#### Data in this exercise:
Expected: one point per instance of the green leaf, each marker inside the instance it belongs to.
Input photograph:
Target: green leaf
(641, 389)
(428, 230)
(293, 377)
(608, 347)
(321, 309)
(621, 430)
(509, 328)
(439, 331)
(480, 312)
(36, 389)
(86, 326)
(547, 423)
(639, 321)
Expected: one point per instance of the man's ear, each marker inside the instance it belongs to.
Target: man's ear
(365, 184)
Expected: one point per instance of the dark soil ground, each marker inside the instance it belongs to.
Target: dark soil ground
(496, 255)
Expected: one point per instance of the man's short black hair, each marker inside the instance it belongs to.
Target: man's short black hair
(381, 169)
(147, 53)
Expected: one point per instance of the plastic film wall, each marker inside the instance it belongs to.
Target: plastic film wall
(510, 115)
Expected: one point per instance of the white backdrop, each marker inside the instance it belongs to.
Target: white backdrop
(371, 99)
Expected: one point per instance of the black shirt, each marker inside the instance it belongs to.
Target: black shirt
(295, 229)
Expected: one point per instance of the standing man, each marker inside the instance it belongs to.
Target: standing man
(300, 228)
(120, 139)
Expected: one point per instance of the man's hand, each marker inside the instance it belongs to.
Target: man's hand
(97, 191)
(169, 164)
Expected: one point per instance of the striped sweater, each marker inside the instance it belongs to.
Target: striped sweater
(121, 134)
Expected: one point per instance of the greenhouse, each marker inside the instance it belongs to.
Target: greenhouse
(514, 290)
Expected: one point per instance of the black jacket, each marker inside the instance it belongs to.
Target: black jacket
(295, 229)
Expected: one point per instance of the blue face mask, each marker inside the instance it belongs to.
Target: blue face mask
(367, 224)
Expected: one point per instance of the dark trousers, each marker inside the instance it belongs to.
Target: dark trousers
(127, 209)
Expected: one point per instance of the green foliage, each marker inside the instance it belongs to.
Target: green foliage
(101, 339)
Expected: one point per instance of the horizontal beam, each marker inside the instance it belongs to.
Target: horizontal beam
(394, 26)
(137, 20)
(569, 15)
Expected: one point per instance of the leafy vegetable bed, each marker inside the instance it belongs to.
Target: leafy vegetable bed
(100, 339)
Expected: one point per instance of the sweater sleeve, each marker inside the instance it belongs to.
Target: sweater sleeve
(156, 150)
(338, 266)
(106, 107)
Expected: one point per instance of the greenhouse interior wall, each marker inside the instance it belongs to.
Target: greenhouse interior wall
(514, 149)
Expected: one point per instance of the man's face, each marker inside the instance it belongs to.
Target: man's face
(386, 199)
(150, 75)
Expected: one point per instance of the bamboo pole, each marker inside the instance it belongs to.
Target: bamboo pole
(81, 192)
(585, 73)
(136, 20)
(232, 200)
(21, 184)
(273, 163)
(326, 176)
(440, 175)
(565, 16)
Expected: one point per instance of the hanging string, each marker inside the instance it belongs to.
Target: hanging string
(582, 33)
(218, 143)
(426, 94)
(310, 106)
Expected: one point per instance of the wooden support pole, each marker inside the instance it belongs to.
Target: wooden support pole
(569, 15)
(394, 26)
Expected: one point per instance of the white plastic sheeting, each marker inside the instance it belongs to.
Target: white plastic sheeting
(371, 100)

#### What you need to do:
Return nothing but the lines from the top of the records above through the line that has "Expected: one point per instance of the plastic". Keep each one exact.

#### Solution below:
Expected: one point per instance of the green leaf, each marker inside the instance it belongs to.
Input photograph:
Target: green leaf
(641, 389)
(428, 230)
(293, 377)
(608, 347)
(321, 309)
(621, 430)
(509, 328)
(439, 331)
(480, 312)
(36, 389)
(86, 326)
(547, 423)
(639, 321)
Expected: one point per instance of the man's ear, each marker inside the instance it belongs to.
Target: man's ear
(365, 184)
Expected: one point per instance of the dark soil ground, each marker inside the instance it belongs to.
Target: dark soil ground
(496, 255)
Expected: one point per instance of the man's short black hair, each marker inside the instance it belongs to.
Target: man's short black hair
(381, 169)
(147, 53)
Expected: one point per instance of the plastic film wall, each marker inside the instance it belongs to.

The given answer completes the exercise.